> _GIVEN RECORDS_
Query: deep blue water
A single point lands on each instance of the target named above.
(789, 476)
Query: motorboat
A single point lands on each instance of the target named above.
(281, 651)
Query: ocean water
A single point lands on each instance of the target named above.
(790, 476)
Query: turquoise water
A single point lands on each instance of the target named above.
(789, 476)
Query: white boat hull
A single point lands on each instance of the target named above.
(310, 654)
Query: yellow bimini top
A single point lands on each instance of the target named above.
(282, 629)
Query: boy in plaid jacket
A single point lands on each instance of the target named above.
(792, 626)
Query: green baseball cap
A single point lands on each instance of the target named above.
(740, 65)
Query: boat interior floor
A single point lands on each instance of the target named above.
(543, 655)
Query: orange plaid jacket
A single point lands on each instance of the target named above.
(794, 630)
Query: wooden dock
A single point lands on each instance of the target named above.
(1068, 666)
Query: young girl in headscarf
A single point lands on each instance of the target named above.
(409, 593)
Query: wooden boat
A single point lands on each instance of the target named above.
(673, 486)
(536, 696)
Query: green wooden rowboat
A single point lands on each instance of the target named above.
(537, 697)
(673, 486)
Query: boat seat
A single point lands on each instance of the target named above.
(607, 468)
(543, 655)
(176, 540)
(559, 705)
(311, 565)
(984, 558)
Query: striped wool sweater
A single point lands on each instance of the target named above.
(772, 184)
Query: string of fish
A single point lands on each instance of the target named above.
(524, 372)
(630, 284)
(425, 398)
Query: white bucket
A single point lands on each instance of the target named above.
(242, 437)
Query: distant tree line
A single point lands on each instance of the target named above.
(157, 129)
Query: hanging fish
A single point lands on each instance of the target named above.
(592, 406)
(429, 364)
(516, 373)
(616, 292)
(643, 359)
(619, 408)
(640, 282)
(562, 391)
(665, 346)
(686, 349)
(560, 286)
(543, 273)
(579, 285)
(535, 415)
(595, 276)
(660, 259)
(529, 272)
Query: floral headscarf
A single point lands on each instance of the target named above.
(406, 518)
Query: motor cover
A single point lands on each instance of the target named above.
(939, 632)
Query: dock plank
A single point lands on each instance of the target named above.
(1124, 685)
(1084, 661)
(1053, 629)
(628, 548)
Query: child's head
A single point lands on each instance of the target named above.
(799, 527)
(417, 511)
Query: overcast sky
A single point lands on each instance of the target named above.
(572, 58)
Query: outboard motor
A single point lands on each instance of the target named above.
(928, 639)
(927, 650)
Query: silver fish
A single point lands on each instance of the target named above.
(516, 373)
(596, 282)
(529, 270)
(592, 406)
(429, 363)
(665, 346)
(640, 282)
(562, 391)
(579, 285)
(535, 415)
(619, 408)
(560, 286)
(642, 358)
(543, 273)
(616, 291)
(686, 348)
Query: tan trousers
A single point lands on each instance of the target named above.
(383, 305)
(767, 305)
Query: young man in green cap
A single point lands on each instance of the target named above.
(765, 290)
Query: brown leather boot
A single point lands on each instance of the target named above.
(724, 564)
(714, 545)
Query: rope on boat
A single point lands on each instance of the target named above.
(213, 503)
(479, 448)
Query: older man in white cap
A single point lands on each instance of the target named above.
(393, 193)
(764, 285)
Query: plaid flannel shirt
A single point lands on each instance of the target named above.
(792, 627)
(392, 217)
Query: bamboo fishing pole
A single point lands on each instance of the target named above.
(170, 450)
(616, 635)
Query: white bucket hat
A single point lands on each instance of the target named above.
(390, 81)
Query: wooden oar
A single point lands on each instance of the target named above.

> _WHAT NEEDS TO BE DONE_
Rewrite every line of the records, requests included, beginning at the line that contains "Query: plaid flannel shirt" and continuing through the end of the records. Scale each point coordinate in the answers by 2.35 and round it to a whole number, with halves rounded up.

> _FINAL RESULT_
Query: plaid flannel shirt
A single point lands on each instance of the target named above.
(1861, 1473)
(921, 510)
Query: bamboo fishing pole
A single point lands on each instance of the target named above.
(400, 1058)
(1448, 1492)
Query: white bucket hat
A single point lands on each instance of the target named above.
(917, 190)
Query: wooden oar
A single point lands on each instance of the target named above.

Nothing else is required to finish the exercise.